## Objective
Reproduce each of the entries below line for line, leaving every word and number unchanged.

## Input data
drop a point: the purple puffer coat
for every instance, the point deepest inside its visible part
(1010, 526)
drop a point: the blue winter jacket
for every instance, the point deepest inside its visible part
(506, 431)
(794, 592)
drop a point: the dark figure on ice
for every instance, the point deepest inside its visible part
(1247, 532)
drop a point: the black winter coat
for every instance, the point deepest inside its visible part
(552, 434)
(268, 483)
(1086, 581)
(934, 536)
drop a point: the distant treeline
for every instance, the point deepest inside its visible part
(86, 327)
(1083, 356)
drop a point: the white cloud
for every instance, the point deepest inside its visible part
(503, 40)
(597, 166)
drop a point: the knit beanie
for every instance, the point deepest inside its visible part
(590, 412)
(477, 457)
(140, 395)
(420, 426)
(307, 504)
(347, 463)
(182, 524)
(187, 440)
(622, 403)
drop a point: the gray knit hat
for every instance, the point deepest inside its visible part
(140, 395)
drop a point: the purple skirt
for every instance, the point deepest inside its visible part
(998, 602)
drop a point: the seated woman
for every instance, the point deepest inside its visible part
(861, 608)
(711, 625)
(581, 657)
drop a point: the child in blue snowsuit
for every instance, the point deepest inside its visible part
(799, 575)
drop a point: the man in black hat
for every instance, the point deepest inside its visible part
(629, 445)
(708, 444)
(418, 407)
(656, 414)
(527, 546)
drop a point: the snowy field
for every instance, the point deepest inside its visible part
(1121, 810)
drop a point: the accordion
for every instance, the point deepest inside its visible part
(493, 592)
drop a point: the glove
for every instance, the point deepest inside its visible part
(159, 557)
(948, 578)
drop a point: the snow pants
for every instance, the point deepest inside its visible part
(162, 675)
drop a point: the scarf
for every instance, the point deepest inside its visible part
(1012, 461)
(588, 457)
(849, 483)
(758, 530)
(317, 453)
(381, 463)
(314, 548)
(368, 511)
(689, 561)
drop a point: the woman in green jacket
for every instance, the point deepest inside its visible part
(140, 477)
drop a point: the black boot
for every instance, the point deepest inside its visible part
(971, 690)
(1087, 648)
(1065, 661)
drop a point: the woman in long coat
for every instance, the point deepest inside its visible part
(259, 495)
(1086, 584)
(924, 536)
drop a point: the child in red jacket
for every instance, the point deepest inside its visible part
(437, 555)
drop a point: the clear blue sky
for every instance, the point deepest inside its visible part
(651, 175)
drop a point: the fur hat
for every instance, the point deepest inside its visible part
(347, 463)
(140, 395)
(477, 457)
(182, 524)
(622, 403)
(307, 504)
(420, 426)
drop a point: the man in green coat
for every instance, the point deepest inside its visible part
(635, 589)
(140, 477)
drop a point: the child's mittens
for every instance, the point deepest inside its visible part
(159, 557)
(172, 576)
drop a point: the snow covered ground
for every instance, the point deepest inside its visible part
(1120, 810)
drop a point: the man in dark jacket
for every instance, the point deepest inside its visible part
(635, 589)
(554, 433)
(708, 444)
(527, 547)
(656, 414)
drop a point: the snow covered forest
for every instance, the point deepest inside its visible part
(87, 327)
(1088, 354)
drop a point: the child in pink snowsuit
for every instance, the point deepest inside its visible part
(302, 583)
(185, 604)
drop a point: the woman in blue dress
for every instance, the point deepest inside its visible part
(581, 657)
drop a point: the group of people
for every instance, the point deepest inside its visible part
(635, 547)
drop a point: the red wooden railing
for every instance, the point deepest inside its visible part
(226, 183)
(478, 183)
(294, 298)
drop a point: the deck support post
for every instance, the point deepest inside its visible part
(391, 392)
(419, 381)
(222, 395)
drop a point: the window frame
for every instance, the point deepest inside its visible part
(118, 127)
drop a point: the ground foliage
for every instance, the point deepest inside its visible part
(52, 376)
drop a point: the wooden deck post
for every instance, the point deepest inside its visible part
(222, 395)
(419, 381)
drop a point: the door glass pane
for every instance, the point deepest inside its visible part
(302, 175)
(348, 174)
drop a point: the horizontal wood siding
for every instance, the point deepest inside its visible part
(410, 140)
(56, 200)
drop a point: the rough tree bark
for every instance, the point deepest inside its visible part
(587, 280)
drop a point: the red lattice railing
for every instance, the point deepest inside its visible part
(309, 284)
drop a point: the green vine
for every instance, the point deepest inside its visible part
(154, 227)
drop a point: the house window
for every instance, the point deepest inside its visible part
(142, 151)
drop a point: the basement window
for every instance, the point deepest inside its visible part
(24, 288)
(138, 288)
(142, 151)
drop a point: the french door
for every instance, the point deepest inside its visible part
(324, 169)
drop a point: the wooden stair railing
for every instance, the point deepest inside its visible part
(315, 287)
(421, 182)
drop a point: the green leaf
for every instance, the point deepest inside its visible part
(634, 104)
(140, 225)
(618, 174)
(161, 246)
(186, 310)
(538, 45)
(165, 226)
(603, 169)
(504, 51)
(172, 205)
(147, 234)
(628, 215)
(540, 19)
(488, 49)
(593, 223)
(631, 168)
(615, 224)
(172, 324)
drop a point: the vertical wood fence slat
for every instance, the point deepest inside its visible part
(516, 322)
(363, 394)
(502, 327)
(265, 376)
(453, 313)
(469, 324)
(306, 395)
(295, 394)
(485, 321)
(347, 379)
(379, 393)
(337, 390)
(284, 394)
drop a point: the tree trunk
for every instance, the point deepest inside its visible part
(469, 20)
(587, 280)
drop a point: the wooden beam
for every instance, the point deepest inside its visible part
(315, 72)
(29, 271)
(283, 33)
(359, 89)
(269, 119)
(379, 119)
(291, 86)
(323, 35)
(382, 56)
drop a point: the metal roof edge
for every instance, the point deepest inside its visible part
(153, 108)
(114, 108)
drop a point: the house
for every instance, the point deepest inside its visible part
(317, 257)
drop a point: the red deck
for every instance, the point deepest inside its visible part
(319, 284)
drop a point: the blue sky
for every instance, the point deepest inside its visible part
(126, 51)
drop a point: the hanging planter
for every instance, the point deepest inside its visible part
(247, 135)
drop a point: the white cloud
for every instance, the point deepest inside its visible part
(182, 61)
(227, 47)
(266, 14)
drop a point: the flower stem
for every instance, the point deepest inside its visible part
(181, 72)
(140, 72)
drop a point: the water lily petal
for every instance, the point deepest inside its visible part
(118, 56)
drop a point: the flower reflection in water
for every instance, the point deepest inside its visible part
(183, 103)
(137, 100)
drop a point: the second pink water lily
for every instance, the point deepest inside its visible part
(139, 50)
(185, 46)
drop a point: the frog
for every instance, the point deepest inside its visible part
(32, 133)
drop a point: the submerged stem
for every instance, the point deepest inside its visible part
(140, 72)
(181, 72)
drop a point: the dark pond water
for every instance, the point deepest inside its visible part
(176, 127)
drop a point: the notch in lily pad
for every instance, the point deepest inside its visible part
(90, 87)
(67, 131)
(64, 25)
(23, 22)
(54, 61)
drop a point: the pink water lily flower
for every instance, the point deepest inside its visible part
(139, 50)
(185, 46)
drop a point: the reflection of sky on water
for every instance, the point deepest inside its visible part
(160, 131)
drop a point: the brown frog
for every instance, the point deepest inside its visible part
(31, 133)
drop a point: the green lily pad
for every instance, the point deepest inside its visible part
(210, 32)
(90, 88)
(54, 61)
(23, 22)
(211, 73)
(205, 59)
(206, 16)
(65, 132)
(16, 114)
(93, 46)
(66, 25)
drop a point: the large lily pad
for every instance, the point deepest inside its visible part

## Answer for the task
drop a point: the purple puffer coat
for every instance, the point deepest inside its visible part
(1010, 526)
drop a point: the blue winter jacket
for every instance, the point deepest inside its visible part
(506, 431)
(794, 592)
drop a point: the dark figure on ice
for every instance, the point deepest inside its visible part
(1247, 532)
drop a point: the black winter coat
for every instance, the point deepest inside its visible part
(552, 434)
(268, 483)
(1086, 581)
(934, 536)
drop a point: the distant treeline
for every instance, the point deepest inside its visible part
(86, 327)
(1083, 356)
drop a point: the white cloud
for every instance, the point deepest inside its visible part
(503, 40)
(597, 166)
drop a point: the knit beanie
for every instance, the point deepest inside its visible part
(590, 412)
(477, 457)
(140, 395)
(420, 426)
(307, 504)
(347, 463)
(182, 524)
(187, 440)
(622, 403)
drop a point: the gray knit hat
for every instance, the point deepest inside its visible part
(140, 395)
drop a point: the purple skirt
for every instance, the point deepest inside its visible part
(998, 602)
drop a point: the seated woman
for every instance, the point deepest inside its visible part
(861, 608)
(711, 625)
(581, 657)
drop a point: the child in blue snowsuit
for every instance, the point deepest inside its visible part
(799, 575)
drop a point: the man in black hat
for every instance, the point deepest inside its visible part
(629, 445)
(708, 444)
(418, 407)
(656, 414)
(527, 546)
drop a point: the snowy field
for every instance, the point deepest inside its visible part
(1121, 810)
drop a point: the accordion
for every instance, the point deepest inside its visible part
(493, 592)
drop a point: the glove
for every instance, the point deepest inside its visible part
(159, 557)
(948, 578)
drop a point: the snow pants
for every instance, the point deepest inside its visible part
(162, 675)
drop a point: the scarf
for every instance, the point deepest inside its visible part
(1012, 461)
(588, 457)
(849, 483)
(758, 530)
(317, 453)
(381, 463)
(314, 548)
(368, 511)
(689, 561)
drop a point: the woman in green jacket
for every instance, the point deepest inside its visible part
(140, 477)
drop a point: the black boot
for every instance, the point deepest inside its visible part
(971, 690)
(1087, 648)
(1065, 661)
drop a point: the woman in long coat
for every instance, the point deepest inside its visible part
(259, 495)
(1086, 584)
(924, 536)
drop a point: the child in red jacket
for every instance, the point deepest inside its visible part
(437, 555)
drop a point: the clear blue sky
for every instance, the point deepest inside its visible part
(651, 175)
drop a point: the fur hat
for every instance, the point deepest inside its visible part
(347, 463)
(140, 395)
(477, 457)
(182, 524)
(622, 403)
(307, 504)
(420, 426)
drop a point: the man in green coat
for every instance, the point deepest inside its visible part
(635, 589)
(140, 477)
drop a point: the child's mittens
for every instance, the point deepest inside its visible part
(159, 557)
(172, 576)
drop a point: the snow covered ground
for every instance, the point deepest inside its visible part
(1120, 810)
drop a point: the man in dark jacket
for every instance, the point deepest inside its visible part
(635, 589)
(554, 433)
(708, 444)
(527, 547)
(656, 414)
drop a point: the snow covered forest
for every instance, the point deepest inside its visible part
(87, 327)
(1088, 354)
drop a point: the child in pink snowsuit
for every instance, the point deepest inside its visible part
(302, 583)
(185, 604)
drop a point: the woman in blue dress
for every instance, the point deepest inside its visible part
(581, 657)
drop a point: the group of people
for every instance, the point deepest inside its visible part
(635, 547)
drop a point: the red wooden railing
for every instance, the point deepest inside its visible part
(226, 183)
(478, 183)
(294, 298)
drop a point: the deck support post
for every instance, the point deepest inside its visible part
(391, 392)
(419, 381)
(222, 395)
drop a point: the window frame
for every instance, the point deepest inside its visible part
(118, 127)
drop a point: the ground foliage
for every instance, the point deepest inside its visible part
(52, 376)
drop a point: the wooden deck post
for every instance, the point deepest inside its visible part
(222, 395)
(419, 381)
drop a point: the door glass pane
for every instance, the point deepest inside its visible part
(302, 175)
(348, 174)
drop a point: the horizontal wood siding
for every instance, the point deepest inside its visible part
(410, 140)
(56, 200)
drop a point: the rough tree bark
for every instance, the point deepest inside its visible part
(587, 280)
drop a point: the red lattice railing
for every instance, the point deepest inside its visible part
(309, 284)
drop a point: the green vine
for every instance, the point deepest inside its visible part
(154, 227)
drop a point: the house window
for every instance, the point deepest inside its visible part
(142, 151)
drop a point: the basement window
for every instance, the point deepest inside its visible part
(24, 288)
(138, 288)
(142, 151)
drop a point: the french door
for every instance, the point deepest inside its visible part
(324, 169)
drop a point: the wooden stair railing
for every instance, the point deepest inside its visible part
(315, 287)
(421, 182)
drop a point: the green leaf
for every instance, the point deepest inside its visible part
(634, 104)
(140, 225)
(618, 174)
(161, 246)
(186, 310)
(538, 45)
(165, 226)
(603, 169)
(504, 51)
(172, 205)
(147, 234)
(628, 215)
(540, 19)
(488, 49)
(593, 223)
(631, 168)
(615, 224)
(172, 324)
drop a point: the vertical wood fence slat
for every instance, the point deepest inside its visible part
(516, 322)
(363, 394)
(502, 327)
(265, 376)
(453, 313)
(469, 324)
(306, 395)
(295, 394)
(485, 321)
(347, 379)
(379, 393)
(337, 390)
(284, 394)
drop a point: the tree trunk
for every instance, the point deepest inside its visible part
(469, 20)
(587, 280)
drop a point: the wooden beam
for every instance, the point deepest inside its visible part
(315, 72)
(29, 271)
(283, 33)
(359, 89)
(269, 119)
(379, 119)
(291, 86)
(323, 35)
(382, 56)
drop a point: the metal roof edge
for every instance, the point deepest inside its visible part
(153, 108)
(114, 108)
drop a point: the house
for every instance, the point deepest inside its visible part
(317, 257)
drop a point: the red deck
for every instance, the point deepest inside its visible part
(319, 284)
drop a point: the blue sky
for every instance, the point deepest inside its visible part
(126, 51)
drop a point: the hanging planter
for every instance, the point deepest inside its visible part
(247, 135)
drop a point: the white cloud
for every instance, the point deepest inside its visible part
(182, 61)
(227, 47)
(266, 14)
drop a point: the flower stem
for every instance, the point deepest inside its visible part
(181, 72)
(140, 72)
drop a point: the water lily petal
for every instance, the point deepest inside its visible part
(118, 56)
drop a point: the flower reflection in water
for every instance, the point deepest inside its visible part
(183, 103)
(137, 100)
drop a point: the second pink water lily
for every instance, the point deepest inside its visible part
(139, 50)
(185, 46)
drop a point: the frog
for every instance, the point deepest inside its visible part
(32, 133)
drop a point: the submerged stem
for every instance, the point deepest inside its visible part
(140, 72)
(181, 72)
drop a point: the dark pond water
for every instance, the point deepest inside its visible part
(176, 127)
drop a point: the notch in lily pad
for every instance, the point deepest inside its visible part
(90, 87)
(67, 131)
(64, 25)
(23, 22)
(54, 61)
drop a point: the pink water lily flower
for every instance, the point deepest inside its visible part
(139, 50)
(185, 46)
drop a point: the reflection of sky on water
for every instance, the point deepest inside its visible part
(160, 131)
drop a point: the brown frog
for every instance, the point deepest inside its visible part
(31, 133)
drop a point: the green lily pad
for every instance, the point deepest inside its visible part
(210, 32)
(90, 88)
(54, 61)
(23, 22)
(211, 73)
(205, 59)
(206, 16)
(65, 132)
(16, 114)
(93, 46)
(66, 25)
drop a point: the large lily pad
for every instance, the point deepest inside its visible part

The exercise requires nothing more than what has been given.